**DO THIS**
Please render the listing below as a two-column CSV with headers "prompt" and "answer", one row for every text-and-answer pair in it. Wrap each field in quotes and replace line breaks with spaces.

**MATERIAL FOR THIS EXERCISE**
◆ ◆ ◆ ◆ ◆ ◆ ◆

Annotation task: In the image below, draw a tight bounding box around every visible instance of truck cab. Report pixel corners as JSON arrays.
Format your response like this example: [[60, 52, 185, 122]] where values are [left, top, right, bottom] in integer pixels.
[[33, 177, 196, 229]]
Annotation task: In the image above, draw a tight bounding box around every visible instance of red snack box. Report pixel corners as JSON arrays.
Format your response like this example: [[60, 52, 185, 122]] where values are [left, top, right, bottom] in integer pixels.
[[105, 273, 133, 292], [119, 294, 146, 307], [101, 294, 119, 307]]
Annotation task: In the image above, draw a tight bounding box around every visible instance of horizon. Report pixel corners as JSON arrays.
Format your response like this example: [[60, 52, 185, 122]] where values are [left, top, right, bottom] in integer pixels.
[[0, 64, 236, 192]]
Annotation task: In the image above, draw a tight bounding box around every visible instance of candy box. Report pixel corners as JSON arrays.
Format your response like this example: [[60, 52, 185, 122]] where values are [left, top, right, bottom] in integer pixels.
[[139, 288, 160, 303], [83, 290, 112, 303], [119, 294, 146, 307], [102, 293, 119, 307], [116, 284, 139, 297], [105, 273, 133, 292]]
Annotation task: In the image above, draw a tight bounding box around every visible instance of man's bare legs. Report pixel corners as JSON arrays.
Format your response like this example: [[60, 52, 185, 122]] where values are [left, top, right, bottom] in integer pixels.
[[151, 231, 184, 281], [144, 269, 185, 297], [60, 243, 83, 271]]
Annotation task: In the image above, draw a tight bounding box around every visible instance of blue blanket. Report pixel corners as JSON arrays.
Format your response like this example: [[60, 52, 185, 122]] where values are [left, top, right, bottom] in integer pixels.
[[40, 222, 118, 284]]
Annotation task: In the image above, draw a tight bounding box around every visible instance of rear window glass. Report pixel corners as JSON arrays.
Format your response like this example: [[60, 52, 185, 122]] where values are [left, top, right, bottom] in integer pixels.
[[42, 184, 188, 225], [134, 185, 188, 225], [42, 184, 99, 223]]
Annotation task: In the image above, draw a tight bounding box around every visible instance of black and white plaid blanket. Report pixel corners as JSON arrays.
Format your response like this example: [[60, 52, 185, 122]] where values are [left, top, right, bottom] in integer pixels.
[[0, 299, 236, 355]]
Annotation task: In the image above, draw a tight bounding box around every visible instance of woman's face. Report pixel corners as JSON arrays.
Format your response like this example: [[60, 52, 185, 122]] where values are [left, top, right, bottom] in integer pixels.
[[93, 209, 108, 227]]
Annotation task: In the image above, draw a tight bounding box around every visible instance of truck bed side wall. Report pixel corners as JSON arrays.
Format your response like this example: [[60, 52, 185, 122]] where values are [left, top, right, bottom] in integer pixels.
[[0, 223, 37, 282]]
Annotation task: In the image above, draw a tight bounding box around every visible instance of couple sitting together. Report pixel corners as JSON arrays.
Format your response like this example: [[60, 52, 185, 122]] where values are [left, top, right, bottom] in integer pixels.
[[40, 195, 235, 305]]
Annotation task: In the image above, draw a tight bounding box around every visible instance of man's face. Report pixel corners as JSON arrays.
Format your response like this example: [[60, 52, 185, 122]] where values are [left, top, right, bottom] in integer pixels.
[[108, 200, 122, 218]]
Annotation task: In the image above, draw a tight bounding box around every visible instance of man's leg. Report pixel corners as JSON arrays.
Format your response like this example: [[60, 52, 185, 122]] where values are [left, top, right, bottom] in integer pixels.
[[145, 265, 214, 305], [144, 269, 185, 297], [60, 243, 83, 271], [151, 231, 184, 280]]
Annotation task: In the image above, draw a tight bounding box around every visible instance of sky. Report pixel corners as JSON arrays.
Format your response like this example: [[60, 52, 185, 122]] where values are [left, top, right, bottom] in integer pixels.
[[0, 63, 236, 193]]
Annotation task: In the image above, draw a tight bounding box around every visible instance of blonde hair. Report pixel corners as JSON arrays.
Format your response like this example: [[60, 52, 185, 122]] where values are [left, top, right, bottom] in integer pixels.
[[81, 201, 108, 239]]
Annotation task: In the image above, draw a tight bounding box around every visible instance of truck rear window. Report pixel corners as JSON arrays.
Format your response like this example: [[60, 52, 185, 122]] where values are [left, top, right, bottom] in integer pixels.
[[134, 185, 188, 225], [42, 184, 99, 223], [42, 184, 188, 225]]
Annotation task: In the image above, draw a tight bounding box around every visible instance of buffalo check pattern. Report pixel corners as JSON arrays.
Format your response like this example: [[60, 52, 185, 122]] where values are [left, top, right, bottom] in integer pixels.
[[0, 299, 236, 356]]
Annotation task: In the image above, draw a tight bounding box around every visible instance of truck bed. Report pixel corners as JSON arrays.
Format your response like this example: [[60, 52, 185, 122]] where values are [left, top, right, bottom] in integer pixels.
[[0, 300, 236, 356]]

◆ ◆ ◆ ◆ ◆ ◆ ◆

**EXPECTED ANSWER**
prompt,answer
"Annotation task: In the image below, draw a tight bounding box around every visible instance of truck cab. Report pixel corners as JSON arrays. Format your response like this example: [[60, 52, 185, 122]] where values are [left, top, right, bottom] in integer pixels.","[[33, 177, 196, 229]]"
"Annotation task: In the image above, draw a tight bounding box around every visible instance of red snack box. Report pixel corners as JSON arrays. Format your response like this example: [[60, 52, 185, 122]] where values are [left, top, right, bottom] in integer pixels.","[[105, 273, 133, 292], [119, 294, 146, 307], [101, 294, 119, 307]]"
"Annotation task: In the image above, draw a tight bounding box around every visible instance of horizon. Report pixel corners as JSON arrays. Format your response like this example: [[60, 52, 185, 122]] where values are [left, top, right, bottom] in integer pixels.","[[0, 64, 236, 192]]"
"Annotation task: In the image above, draw a tight bounding box around every visible instance of candy box. Report pixel corners as JSON arrays. Format your response like this example: [[60, 52, 185, 122]] where values are [left, top, right, bottom] in integer pixels.","[[139, 288, 160, 303], [83, 290, 112, 303], [119, 294, 146, 307], [102, 293, 119, 307], [116, 284, 139, 297], [105, 273, 133, 292]]"
"Annotation task: In the image above, draw a tight bounding box around every visible instance of man's bare legs. Report pixel corners as JSON arrays. Format your response like this example: [[60, 52, 185, 122]] where values are [left, top, right, bottom] in integer pixels.","[[151, 231, 184, 281], [144, 269, 185, 297], [60, 243, 83, 271]]"
"Annotation task: In the image above, draw a tight bounding box around every visible instance of blue blanket. Report pixel corners as JSON arrays. Format your response like this example: [[60, 52, 185, 122]] where values are [left, top, right, bottom] in integer pixels.","[[40, 222, 118, 284]]"
"Annotation task: In the image above, draw a tight bounding box around every visible instance of rear window glass. Report pixel corners as JSON arrays. Format your response like this example: [[60, 52, 185, 122]] where values are [left, top, right, bottom] in integer pixels.","[[42, 184, 188, 225], [134, 185, 188, 225], [42, 184, 99, 223]]"
"Annotation task: In the image above, draw a tight bounding box around every visible instance of black and white plaid blanket. Report pixel corners as JSON arrays. Format your response like this example: [[60, 52, 185, 122]] where values are [left, top, right, bottom] in integer pixels.","[[0, 299, 236, 355]]"
"Annotation task: In the image above, draw a tight bounding box around every visible instance of woman's face. Report pixel corners as JSON arrays. Format your response like this example: [[60, 52, 185, 122]] where values are [left, top, right, bottom] in integer pixels.","[[93, 209, 108, 227]]"
"Annotation task: In the image above, draw a tight bounding box around every visible instance of truck bed side wall. Report pixel corners as JSON arrays. Format your response like this example: [[60, 52, 185, 122]] where values are [left, top, right, bottom] in integer pixels.","[[0, 223, 37, 282]]"
"Annotation task: In the image above, draw a tight bounding box around every visible instance of couple sitting together. Report pixel corners as JSON arrays. Format your response like this example: [[60, 52, 185, 122]] where values are [left, top, right, bottom] in integer pixels.","[[40, 195, 235, 305]]"
"Annotation task: In the image above, draw a tight bounding box around every visible instance of man's face. Report pixel corners as JSON arrays. Format your response like this example: [[60, 52, 185, 122]] where values are [left, top, right, bottom] in integer pixels.","[[108, 200, 122, 218]]"
"Annotation task: In the image above, draw a tight bounding box around every visible instance of man's leg. Report pixel corners as JSON arrays. Format your response like this example: [[60, 52, 185, 122]] where values are [left, top, right, bottom] in integer pixels.","[[145, 265, 214, 305], [144, 269, 185, 297], [60, 243, 83, 271], [151, 231, 184, 280]]"
"Annotation task: In the image above, draw a tight bounding box around every visible instance of sky. Report pixel corners as JSON arrays. Format your response like this example: [[60, 52, 185, 122]] where values are [left, top, right, bottom] in integer pixels.","[[0, 63, 236, 193]]"
"Annotation task: In the image above, draw a tight bounding box around every visible instance of blonde hair. Report pixel corners as JSON arrays. Format your response like this example: [[60, 52, 185, 122]] where values are [left, top, right, bottom] in integer pixels.","[[81, 201, 108, 239]]"
"Annotation task: In the image above, draw a tight bounding box around every visible instance of truck rear window. Report pixel corners as JSON arrays. Format your response like this example: [[60, 52, 185, 122]] where values are [left, top, right, bottom] in integer pixels.","[[134, 185, 188, 225], [42, 184, 99, 223], [42, 184, 188, 225]]"
"Annotation task: In the image above, draw a tight bounding box around every visible instance of buffalo check pattern. Report pixel corners as JSON arrays. Format your response like this example: [[60, 52, 185, 122]] where values are [left, top, right, bottom] in integer pixels.","[[0, 299, 236, 356]]"
"Annotation task: In the image above, draw a tight bounding box around every visible instance of truck bed. Report pixel corners as JSON arrays. Format your response like this example: [[60, 52, 185, 122]] where values are [left, top, right, bottom] in integer pixels.","[[0, 300, 236, 356]]"